PROVIDED PASSAGE START

I suppose it's odd that I've written numerous entries on the joys of public radio, but I've never mentioned the program "Composer's Datebook." Thanks to a suggestion from Pastor, I'd like to rectify that situation today.
This past Saturday, the show featured a performance of "Genesis" by composer Charles Wuorinen. He is an American composer who fully embraced and enhanced the sound of "modern classical music." He is well-known for incorporating ideas of math and geometry into his music, and his work has been acclaimed with a Pulitzer Prize and a MacArthur "genius grant." Despite all of that, he remains largely unknown to the public because his music is far from easy to understand and enjoy. (To hear a free sample of "Genesis," click here. It's not a melodic, listener-friendly piece, but it may be the perfect sound for the chaotic process of creation!)
Wuorinen is particularly articulate on the distinction between art and entertainment, just as we might analogously attempt to draw a line between worship and entertainment. In a New York Times interview, he says, "I think there's a very simple distinction [between art and entertainment]. Entertainment is that which you receive without effort. Art is something where you must make some kind of effort, and you get more than you had before." In other words, great music and great art have a lingering influence on our lives and worldview.
However, despite his claim that it is a "simple" distinction, the line can admitedly become blurry. For instance, while I would argue that my vibrant memories of seeing Les Miserables on Broadway for the first time represent an artistic highpoint of American theatre, other people would surely rate it as entertainment. Individual perspective, experience, and even level of music education matter greatly in determining the difference between art and entertainment. Church musicians thus face a weekly struggle to find music that can reach people and yet transcend entertainment. It's a delicate balance, but the best hymns and service music will provoke thought and prayer as well as delight your ears.
No two people hear a piece of music in the same way. What brings an audience together, though, is the shared experience of hearing and making sense of a performance. On "Composer's Datebook," Wuorinen is quoted as saying, "Art is like nuclear fusion. You have to put something into it to get it started, but you get more out of it in the end than what you put in. Entertainment is its own reward and generally doesn't last." Replace "art" with "worship" and the same comparison is valid - worship demands participation and has everlasting reward.

PROVIDED PASSAGE END

§ WORK ORDER
Answer these questions about the Composer's Datebook post:
1. Which piece by Charles Wuorinen did the show feature this past Saturday?
2. In the New York Times interview, how does Wuorinen define entertainment?
3. What does Wuorinen compare art to in the quote on "Composer's Datebook"?

PROVIDED RECORDS START

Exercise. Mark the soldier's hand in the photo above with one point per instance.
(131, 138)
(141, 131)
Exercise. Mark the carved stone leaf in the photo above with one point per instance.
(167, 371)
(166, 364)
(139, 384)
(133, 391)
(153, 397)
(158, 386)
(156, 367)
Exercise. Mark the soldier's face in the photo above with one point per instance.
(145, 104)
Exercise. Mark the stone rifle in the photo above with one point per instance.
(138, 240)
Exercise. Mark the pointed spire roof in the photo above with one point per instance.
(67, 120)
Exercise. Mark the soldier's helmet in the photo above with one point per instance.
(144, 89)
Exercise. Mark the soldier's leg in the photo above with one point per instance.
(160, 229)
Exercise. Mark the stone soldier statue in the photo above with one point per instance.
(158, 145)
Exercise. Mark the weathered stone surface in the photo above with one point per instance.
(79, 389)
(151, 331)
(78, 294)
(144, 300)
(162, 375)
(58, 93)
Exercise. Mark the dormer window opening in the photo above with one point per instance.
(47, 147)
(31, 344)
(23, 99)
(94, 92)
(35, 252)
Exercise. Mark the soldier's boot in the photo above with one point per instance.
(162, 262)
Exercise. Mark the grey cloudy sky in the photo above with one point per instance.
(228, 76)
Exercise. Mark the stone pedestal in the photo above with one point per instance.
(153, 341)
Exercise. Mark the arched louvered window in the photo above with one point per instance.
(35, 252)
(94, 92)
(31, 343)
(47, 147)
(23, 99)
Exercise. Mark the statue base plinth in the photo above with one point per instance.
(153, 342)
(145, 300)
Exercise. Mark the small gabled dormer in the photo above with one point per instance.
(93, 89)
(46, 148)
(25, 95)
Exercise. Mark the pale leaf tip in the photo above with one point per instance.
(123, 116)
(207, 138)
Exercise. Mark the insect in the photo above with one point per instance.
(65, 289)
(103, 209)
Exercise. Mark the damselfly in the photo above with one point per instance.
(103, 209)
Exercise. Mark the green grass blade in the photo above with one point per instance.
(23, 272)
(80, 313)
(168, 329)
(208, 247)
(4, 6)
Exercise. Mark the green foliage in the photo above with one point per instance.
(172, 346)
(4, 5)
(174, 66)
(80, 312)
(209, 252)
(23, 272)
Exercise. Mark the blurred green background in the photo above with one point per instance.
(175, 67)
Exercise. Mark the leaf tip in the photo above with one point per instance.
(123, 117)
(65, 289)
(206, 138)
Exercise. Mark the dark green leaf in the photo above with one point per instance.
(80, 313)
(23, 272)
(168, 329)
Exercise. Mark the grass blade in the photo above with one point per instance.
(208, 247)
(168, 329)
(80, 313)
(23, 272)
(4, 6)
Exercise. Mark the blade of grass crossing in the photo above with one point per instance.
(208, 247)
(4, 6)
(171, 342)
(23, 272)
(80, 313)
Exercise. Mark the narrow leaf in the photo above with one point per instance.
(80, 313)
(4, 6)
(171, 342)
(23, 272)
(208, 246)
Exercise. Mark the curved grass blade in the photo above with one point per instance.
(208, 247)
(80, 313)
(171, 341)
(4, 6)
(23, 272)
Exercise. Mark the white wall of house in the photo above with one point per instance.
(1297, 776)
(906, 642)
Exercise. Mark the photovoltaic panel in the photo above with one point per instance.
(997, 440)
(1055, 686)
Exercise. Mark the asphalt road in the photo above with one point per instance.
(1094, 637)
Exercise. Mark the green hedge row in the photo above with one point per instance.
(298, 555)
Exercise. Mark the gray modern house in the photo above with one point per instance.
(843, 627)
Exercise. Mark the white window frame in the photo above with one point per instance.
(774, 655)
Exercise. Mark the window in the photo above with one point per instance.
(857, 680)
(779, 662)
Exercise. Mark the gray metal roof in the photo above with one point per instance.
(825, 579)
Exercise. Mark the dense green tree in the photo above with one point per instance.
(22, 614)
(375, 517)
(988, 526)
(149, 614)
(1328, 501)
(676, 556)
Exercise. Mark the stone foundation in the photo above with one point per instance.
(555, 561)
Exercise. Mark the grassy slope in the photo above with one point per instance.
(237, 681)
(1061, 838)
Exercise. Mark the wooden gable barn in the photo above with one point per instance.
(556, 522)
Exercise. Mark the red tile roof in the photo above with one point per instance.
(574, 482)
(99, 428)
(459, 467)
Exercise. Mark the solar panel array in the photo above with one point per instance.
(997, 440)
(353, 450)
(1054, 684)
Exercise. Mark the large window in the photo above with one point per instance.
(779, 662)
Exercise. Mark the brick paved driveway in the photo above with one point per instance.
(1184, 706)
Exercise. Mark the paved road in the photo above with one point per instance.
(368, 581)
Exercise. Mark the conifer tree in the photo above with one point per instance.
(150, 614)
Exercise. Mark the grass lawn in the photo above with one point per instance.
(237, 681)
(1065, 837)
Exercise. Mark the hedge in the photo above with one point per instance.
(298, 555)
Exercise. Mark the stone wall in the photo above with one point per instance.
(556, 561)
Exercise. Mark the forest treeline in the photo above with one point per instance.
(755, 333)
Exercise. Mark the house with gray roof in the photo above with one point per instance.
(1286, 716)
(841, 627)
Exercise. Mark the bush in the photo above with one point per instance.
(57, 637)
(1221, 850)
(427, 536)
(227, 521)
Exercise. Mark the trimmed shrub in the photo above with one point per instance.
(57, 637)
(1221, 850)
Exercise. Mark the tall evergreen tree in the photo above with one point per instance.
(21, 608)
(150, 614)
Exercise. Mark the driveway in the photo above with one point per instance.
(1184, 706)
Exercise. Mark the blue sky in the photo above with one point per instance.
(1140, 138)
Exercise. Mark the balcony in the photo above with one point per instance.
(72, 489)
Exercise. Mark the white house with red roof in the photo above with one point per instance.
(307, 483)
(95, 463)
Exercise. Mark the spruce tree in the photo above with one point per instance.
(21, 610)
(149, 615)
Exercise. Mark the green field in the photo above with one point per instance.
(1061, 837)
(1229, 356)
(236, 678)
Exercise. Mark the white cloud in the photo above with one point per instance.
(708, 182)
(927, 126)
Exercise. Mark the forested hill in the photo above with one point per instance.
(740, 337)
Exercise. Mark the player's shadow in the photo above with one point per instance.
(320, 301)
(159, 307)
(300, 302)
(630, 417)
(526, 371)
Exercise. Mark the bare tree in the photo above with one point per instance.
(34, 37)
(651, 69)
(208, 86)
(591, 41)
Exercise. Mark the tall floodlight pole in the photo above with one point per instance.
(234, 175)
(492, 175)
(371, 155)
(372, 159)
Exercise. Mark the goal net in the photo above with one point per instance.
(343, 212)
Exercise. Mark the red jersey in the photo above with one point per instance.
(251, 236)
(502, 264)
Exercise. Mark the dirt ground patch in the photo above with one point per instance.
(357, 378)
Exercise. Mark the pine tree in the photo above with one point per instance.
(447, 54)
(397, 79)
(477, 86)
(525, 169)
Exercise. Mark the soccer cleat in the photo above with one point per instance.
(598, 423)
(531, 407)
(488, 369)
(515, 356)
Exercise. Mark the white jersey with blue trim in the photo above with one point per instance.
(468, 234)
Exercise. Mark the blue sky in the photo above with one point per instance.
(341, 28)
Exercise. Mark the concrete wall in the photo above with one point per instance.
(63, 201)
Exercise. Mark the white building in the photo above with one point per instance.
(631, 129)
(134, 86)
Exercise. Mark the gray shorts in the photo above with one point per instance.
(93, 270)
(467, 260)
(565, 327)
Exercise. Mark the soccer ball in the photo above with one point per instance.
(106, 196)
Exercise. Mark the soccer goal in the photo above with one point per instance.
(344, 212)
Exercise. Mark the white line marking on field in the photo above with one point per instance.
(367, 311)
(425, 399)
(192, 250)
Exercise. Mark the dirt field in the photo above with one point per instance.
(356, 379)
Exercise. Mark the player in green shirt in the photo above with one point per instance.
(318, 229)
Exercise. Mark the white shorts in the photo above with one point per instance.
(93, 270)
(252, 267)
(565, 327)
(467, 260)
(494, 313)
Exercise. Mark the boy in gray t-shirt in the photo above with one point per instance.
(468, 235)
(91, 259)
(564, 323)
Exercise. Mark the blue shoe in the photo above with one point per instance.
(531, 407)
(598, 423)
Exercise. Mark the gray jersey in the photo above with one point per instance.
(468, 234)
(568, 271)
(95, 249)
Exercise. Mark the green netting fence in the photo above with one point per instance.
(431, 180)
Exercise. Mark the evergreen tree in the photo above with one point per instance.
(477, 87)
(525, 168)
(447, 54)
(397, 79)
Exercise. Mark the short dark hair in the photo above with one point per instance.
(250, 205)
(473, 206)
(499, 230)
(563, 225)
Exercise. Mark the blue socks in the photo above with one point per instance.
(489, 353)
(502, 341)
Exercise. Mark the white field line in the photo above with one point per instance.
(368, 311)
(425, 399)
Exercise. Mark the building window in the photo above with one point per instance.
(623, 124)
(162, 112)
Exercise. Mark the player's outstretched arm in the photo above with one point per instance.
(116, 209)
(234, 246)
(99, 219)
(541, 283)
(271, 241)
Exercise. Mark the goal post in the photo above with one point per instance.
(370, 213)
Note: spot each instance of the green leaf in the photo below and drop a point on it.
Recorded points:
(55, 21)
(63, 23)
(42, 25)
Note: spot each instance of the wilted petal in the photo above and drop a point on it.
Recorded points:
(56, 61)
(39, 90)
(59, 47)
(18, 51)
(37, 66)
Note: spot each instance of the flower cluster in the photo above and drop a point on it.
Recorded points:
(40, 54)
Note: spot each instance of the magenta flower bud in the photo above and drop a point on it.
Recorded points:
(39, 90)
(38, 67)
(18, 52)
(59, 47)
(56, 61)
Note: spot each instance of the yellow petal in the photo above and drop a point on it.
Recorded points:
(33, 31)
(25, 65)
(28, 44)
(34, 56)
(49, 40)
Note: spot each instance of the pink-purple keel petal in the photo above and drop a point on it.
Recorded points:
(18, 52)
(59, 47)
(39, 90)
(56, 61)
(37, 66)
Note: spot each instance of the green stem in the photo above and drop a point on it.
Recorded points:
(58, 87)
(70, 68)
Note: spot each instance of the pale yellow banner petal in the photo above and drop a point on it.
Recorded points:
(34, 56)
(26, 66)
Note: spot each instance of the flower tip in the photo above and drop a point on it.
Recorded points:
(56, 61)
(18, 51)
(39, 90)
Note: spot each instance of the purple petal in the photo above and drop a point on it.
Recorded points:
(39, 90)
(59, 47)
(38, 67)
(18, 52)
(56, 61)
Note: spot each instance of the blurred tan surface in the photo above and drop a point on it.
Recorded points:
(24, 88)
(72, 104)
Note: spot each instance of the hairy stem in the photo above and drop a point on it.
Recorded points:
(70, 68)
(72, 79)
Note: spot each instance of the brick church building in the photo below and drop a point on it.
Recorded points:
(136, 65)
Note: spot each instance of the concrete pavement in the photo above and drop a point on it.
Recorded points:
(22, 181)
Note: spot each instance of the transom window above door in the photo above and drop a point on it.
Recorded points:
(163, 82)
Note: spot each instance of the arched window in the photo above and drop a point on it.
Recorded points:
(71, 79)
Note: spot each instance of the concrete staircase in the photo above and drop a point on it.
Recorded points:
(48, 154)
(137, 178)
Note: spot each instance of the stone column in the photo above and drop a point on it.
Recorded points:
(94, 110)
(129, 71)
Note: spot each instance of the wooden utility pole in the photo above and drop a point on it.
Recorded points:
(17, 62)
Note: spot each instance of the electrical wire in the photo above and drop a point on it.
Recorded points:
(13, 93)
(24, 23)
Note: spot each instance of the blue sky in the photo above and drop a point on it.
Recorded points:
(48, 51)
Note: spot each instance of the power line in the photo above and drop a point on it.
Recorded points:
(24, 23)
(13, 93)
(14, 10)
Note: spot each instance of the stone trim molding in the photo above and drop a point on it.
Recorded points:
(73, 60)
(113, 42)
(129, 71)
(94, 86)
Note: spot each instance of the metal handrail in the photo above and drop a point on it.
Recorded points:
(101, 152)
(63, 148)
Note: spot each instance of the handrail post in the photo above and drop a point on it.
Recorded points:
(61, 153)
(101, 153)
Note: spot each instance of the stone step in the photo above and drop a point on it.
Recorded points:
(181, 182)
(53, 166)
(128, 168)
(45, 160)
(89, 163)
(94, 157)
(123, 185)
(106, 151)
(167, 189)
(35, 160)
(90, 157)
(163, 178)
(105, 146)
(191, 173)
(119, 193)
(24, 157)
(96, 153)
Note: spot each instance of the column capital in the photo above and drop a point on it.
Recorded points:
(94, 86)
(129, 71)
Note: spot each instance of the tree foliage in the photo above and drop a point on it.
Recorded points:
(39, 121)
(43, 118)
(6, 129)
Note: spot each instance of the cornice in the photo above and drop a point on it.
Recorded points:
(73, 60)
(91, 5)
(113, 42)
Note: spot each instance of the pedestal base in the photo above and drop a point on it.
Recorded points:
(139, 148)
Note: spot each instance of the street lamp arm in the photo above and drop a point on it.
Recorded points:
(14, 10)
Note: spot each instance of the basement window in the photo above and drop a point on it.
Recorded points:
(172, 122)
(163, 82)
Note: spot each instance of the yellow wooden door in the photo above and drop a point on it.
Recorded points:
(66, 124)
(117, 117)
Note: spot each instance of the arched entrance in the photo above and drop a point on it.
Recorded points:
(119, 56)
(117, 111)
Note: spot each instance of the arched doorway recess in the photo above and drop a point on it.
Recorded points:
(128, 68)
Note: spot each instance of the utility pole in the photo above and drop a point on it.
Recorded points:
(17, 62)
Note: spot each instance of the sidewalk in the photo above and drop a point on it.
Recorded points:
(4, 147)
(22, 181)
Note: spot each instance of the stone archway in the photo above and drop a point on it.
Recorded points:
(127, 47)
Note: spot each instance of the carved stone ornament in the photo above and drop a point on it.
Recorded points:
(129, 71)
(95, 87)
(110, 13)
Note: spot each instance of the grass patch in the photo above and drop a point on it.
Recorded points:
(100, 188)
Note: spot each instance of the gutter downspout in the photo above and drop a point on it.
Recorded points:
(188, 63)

PROVIDED RECORDS END

§ WRITTEN REPLY
1. "Genesis"
2. As that which you receive without effort
3. Nuclear fusion